Data supplied:
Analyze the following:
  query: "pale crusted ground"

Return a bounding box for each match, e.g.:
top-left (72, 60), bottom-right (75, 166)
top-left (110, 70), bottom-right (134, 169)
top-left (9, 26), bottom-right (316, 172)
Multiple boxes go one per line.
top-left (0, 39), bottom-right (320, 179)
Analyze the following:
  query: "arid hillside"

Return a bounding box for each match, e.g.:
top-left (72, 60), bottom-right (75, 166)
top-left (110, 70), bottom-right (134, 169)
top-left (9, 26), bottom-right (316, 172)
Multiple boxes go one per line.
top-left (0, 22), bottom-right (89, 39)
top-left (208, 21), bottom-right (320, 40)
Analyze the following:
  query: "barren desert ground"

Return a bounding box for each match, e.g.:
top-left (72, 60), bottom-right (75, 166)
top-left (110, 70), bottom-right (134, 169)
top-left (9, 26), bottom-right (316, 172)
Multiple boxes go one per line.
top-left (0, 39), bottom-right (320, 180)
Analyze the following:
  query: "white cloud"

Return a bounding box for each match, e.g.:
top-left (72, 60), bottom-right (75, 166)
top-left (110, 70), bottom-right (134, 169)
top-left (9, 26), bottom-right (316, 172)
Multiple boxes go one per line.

Given problem:
Please reproduce all of the rows above word for word.

Answer to the problem:
Analyze the following:
  query: "pale crusted ground"

Return a bounding box for each match, e.g.:
top-left (72, 60), bottom-right (75, 166)
top-left (110, 70), bottom-right (134, 169)
top-left (9, 26), bottom-right (316, 172)
Multiple boxes go one per line.
top-left (0, 39), bottom-right (320, 179)
Analyze the following:
  query: "arid hillside"

Return a bounding box for each match, e.g.:
top-left (72, 60), bottom-right (75, 166)
top-left (110, 70), bottom-right (134, 169)
top-left (9, 26), bottom-right (316, 172)
Multiple boxes go one per line.
top-left (0, 22), bottom-right (89, 39)
top-left (208, 21), bottom-right (320, 40)
Analyze the following:
  query: "barren desert ground"

Return a bounding box for each match, e.g.:
top-left (72, 60), bottom-right (75, 166)
top-left (110, 70), bottom-right (134, 169)
top-left (9, 26), bottom-right (316, 172)
Multiple boxes go one per line.
top-left (0, 39), bottom-right (320, 180)
Analyze the following:
  query: "white cloud"

Return a bounding box for each match, e.g.:
top-left (72, 60), bottom-right (75, 166)
top-left (110, 70), bottom-right (134, 169)
top-left (9, 26), bottom-right (316, 172)
Multiple boxes go one per line.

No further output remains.